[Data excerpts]
####

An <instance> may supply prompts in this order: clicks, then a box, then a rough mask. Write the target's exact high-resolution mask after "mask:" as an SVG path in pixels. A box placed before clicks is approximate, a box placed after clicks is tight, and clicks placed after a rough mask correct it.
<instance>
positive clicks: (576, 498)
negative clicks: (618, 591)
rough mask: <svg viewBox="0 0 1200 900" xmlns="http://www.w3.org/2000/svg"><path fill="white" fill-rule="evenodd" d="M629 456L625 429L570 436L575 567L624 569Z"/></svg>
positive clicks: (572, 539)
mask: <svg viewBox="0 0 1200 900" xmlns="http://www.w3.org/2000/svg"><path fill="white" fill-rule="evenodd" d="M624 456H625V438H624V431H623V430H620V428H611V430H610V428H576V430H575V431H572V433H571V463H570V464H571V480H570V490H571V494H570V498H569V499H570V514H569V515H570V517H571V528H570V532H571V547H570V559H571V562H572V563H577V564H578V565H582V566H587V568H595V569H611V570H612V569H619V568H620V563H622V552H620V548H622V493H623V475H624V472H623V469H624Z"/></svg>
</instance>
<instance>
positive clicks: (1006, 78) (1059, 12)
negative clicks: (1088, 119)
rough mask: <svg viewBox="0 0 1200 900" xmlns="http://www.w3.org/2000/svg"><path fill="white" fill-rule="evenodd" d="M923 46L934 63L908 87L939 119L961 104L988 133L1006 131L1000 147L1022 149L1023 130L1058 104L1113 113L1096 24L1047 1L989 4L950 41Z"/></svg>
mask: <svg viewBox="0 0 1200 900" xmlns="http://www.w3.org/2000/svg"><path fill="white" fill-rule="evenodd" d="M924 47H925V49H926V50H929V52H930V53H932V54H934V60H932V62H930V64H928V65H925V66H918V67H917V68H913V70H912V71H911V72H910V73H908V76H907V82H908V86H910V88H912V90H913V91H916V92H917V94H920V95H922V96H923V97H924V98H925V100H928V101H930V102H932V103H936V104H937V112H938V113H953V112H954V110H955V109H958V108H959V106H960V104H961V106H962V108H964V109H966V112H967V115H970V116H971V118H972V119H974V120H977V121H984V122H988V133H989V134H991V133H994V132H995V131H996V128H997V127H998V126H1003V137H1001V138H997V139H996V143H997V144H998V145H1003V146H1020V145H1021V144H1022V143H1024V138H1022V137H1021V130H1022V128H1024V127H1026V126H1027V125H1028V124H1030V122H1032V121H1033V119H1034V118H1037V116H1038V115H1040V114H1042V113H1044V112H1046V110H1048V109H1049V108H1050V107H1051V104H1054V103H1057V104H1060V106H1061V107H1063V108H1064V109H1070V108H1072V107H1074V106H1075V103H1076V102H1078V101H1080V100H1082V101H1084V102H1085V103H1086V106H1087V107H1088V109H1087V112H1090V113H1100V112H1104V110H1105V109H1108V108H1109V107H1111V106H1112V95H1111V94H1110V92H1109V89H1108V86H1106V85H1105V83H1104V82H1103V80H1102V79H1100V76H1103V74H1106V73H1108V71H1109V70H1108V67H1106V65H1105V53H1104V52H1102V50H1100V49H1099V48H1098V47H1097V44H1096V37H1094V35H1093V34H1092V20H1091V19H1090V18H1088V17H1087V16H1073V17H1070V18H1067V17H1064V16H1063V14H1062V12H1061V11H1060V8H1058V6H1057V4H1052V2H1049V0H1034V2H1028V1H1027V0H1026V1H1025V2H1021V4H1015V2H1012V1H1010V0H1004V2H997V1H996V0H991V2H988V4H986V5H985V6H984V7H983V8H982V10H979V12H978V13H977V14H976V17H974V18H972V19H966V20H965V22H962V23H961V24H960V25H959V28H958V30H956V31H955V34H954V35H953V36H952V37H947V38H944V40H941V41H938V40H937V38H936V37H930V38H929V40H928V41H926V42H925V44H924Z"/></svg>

####

● **Task statement**: Take every line above that includes "negative" and list it.

● **Problem solution**:
negative clicks: (618, 591)
negative clicks: (1088, 119)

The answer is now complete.